What you have to do: Can you change "a great deal" to "immensely" throughout the entries below and write them out again with nothing else altered, leaving out the pictures?

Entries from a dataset
--- START ---

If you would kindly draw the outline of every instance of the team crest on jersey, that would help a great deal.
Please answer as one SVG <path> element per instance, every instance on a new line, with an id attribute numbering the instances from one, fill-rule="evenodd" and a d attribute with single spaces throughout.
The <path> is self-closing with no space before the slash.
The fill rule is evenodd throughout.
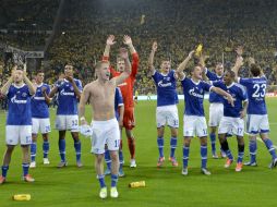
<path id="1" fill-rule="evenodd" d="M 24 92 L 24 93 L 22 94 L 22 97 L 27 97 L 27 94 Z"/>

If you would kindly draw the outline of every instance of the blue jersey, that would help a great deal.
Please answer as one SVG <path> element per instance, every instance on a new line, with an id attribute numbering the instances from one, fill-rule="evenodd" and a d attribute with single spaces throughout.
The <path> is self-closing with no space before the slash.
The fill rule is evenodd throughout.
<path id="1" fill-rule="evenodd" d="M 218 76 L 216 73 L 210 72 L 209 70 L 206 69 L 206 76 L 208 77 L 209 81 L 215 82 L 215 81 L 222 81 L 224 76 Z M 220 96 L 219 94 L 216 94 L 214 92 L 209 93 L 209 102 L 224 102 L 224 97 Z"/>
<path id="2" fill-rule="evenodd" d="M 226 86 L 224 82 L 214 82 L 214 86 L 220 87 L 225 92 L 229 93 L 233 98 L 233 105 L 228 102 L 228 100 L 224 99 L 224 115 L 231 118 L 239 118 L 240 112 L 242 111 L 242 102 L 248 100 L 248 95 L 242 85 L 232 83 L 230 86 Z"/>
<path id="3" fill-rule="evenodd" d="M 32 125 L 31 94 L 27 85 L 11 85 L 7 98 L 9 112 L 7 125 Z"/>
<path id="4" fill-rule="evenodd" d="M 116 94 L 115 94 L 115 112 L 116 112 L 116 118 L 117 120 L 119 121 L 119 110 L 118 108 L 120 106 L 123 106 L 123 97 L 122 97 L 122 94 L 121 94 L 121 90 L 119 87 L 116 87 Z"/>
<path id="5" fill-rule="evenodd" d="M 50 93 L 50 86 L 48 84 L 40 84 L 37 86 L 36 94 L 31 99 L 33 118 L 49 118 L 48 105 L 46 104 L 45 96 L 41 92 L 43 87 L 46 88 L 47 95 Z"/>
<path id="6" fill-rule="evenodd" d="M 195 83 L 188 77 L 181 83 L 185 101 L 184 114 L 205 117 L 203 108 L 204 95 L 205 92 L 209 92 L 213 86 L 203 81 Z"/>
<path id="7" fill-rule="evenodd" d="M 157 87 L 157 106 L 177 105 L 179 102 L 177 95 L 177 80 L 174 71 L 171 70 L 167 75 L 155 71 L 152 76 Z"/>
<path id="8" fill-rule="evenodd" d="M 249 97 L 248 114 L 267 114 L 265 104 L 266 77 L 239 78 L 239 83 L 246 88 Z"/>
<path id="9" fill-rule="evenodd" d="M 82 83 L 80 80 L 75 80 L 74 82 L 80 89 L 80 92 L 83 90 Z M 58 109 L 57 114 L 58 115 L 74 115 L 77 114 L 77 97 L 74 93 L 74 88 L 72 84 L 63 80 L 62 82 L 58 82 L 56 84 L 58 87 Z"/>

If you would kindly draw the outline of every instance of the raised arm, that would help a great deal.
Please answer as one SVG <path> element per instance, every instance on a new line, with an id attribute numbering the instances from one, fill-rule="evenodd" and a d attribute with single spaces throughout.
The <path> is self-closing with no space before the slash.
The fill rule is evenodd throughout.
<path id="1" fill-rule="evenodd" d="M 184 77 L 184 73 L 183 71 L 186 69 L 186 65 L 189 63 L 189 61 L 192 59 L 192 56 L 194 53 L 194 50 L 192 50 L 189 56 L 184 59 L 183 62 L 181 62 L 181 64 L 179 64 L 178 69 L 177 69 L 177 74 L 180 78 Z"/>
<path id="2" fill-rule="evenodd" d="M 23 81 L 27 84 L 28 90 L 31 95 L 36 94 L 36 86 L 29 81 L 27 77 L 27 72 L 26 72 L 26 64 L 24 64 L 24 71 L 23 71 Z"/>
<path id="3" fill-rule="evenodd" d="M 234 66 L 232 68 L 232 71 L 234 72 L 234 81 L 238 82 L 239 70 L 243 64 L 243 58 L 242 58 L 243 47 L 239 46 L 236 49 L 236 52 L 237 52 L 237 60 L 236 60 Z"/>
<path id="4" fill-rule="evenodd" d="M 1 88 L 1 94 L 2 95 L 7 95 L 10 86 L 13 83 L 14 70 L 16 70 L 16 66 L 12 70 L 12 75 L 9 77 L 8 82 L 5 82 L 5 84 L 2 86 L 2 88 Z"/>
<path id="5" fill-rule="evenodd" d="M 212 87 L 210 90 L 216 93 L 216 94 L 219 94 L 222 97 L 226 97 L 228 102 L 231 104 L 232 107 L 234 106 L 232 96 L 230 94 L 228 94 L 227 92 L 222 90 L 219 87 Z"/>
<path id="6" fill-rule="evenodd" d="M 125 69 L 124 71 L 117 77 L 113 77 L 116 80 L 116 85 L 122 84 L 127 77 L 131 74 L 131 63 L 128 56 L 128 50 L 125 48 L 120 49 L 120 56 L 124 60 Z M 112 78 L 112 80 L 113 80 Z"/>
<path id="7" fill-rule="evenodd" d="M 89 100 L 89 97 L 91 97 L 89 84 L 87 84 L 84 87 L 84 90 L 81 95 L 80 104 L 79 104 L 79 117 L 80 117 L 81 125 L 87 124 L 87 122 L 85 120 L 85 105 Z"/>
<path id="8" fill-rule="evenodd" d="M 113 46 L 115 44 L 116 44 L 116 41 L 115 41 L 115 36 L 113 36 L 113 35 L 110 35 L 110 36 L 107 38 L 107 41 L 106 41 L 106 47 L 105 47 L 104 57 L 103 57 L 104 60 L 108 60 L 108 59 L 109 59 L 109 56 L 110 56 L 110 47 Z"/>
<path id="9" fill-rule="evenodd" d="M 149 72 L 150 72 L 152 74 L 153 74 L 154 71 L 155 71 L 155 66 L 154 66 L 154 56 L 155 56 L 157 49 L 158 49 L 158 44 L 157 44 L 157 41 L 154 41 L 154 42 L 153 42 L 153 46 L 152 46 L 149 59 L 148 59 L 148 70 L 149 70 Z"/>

--- END ---

Exercise result:
If you would kindly draw the outline of every instance of the team crest on jersey, that would help immensely.
Please answer as one SVG <path> element per instance, every instance on a new line, with an id attribute numbering the instances from one, fill-rule="evenodd" and a d attribute with single spaces throughout.
The <path> is self-closing with no space before the slash.
The fill rule is evenodd throughout.
<path id="1" fill-rule="evenodd" d="M 24 92 L 24 93 L 22 94 L 22 97 L 27 97 L 27 94 Z"/>

If you would kindly draw the outline of every instance of the blue jersey, that would help immensely.
Please answer as one SVG <path> element per instance, every instance on a new line, with an id attribute numbering the instances from one, fill-rule="evenodd" and a d attribute with single spaces throughout.
The <path> is self-closing with no space before the slash.
The fill rule is evenodd throughout.
<path id="1" fill-rule="evenodd" d="M 218 76 L 216 73 L 210 72 L 209 70 L 206 69 L 206 76 L 208 77 L 209 81 L 215 82 L 215 81 L 222 81 L 224 76 Z M 220 96 L 219 94 L 216 94 L 214 92 L 209 93 L 209 102 L 224 102 L 224 97 Z"/>
<path id="2" fill-rule="evenodd" d="M 226 86 L 224 82 L 214 82 L 214 86 L 220 87 L 225 92 L 229 93 L 233 98 L 233 105 L 228 102 L 228 100 L 224 99 L 224 115 L 231 118 L 239 118 L 240 112 L 242 111 L 242 102 L 248 100 L 248 95 L 242 85 L 232 83 L 230 86 Z"/>
<path id="3" fill-rule="evenodd" d="M 32 125 L 31 94 L 27 85 L 11 85 L 7 98 L 9 112 L 7 125 Z"/>
<path id="4" fill-rule="evenodd" d="M 116 94 L 115 94 L 115 112 L 116 112 L 116 118 L 117 120 L 119 121 L 119 110 L 118 108 L 120 106 L 123 106 L 123 97 L 122 97 L 122 94 L 121 94 L 121 90 L 119 87 L 116 87 Z"/>
<path id="5" fill-rule="evenodd" d="M 50 93 L 50 86 L 48 84 L 40 84 L 37 86 L 36 94 L 31 99 L 33 118 L 49 118 L 48 105 L 46 104 L 45 96 L 41 92 L 43 87 L 46 88 L 47 95 Z"/>
<path id="6" fill-rule="evenodd" d="M 195 83 L 188 77 L 181 83 L 185 101 L 184 114 L 205 117 L 203 108 L 204 95 L 205 92 L 209 92 L 213 86 L 203 81 Z"/>
<path id="7" fill-rule="evenodd" d="M 157 87 L 157 106 L 177 105 L 179 102 L 177 95 L 177 80 L 174 71 L 171 70 L 167 75 L 155 71 L 152 76 Z"/>
<path id="8" fill-rule="evenodd" d="M 249 97 L 248 114 L 267 114 L 265 104 L 266 77 L 239 78 L 239 83 L 246 88 Z"/>
<path id="9" fill-rule="evenodd" d="M 82 83 L 80 80 L 75 80 L 74 82 L 80 89 L 80 92 L 83 90 Z M 58 109 L 57 114 L 58 115 L 74 115 L 77 114 L 77 97 L 74 93 L 74 88 L 72 84 L 63 80 L 62 82 L 58 82 L 56 84 L 58 87 Z"/>

If you would kindly draw the outline of every instance of the raised arm, that would help immensely.
Please answer as one SVG <path> element per instance, every instance on a new line, with an id attribute numbering the instances from one, fill-rule="evenodd" and a d attribute with single spaces throughout.
The <path> is self-closing with no space before the slash.
The fill rule is evenodd throughout.
<path id="1" fill-rule="evenodd" d="M 184 77 L 184 73 L 183 71 L 186 69 L 186 65 L 189 63 L 189 61 L 192 59 L 192 56 L 194 53 L 194 50 L 192 50 L 189 56 L 184 59 L 183 62 L 181 62 L 181 64 L 179 64 L 178 69 L 177 69 L 177 74 L 180 78 Z"/>
<path id="2" fill-rule="evenodd" d="M 23 81 L 27 84 L 28 90 L 31 95 L 36 94 L 36 86 L 29 81 L 27 77 L 27 72 L 26 72 L 26 64 L 24 64 L 24 71 L 23 71 Z"/>
<path id="3" fill-rule="evenodd" d="M 234 66 L 232 68 L 232 71 L 234 72 L 234 81 L 238 82 L 239 70 L 243 64 L 243 58 L 242 58 L 243 47 L 239 46 L 236 49 L 236 52 L 237 52 L 237 60 L 236 60 Z"/>
<path id="4" fill-rule="evenodd" d="M 1 88 L 1 94 L 2 95 L 7 95 L 10 86 L 13 83 L 14 70 L 16 70 L 16 66 L 12 70 L 12 75 L 9 77 L 8 82 L 5 82 L 5 84 L 2 86 L 2 88 Z"/>
<path id="5" fill-rule="evenodd" d="M 212 87 L 210 90 L 216 93 L 216 94 L 219 94 L 222 97 L 226 97 L 228 102 L 231 104 L 232 107 L 234 106 L 232 96 L 230 94 L 228 94 L 227 92 L 222 90 L 219 87 Z"/>
<path id="6" fill-rule="evenodd" d="M 125 69 L 124 71 L 117 77 L 113 77 L 116 80 L 116 85 L 122 84 L 127 77 L 131 74 L 131 63 L 128 56 L 128 50 L 125 48 L 120 49 L 120 56 L 124 60 Z M 112 78 L 112 80 L 113 80 Z"/>
<path id="7" fill-rule="evenodd" d="M 89 100 L 89 97 L 91 97 L 89 84 L 87 84 L 84 87 L 84 90 L 81 95 L 80 104 L 79 104 L 79 117 L 80 117 L 81 125 L 87 124 L 87 122 L 85 120 L 85 105 Z"/>
<path id="8" fill-rule="evenodd" d="M 113 46 L 115 44 L 116 44 L 116 41 L 115 41 L 115 36 L 113 36 L 113 35 L 110 35 L 110 36 L 107 38 L 107 41 L 106 41 L 106 47 L 105 47 L 104 57 L 103 57 L 104 60 L 108 60 L 108 59 L 109 59 L 109 56 L 110 56 L 110 47 Z"/>
<path id="9" fill-rule="evenodd" d="M 149 72 L 150 72 L 152 74 L 153 74 L 154 71 L 155 71 L 155 66 L 154 66 L 154 56 L 155 56 L 157 49 L 158 49 L 158 44 L 157 44 L 157 41 L 154 41 L 154 42 L 153 42 L 153 46 L 152 46 L 149 59 L 148 59 L 148 70 L 149 70 Z"/>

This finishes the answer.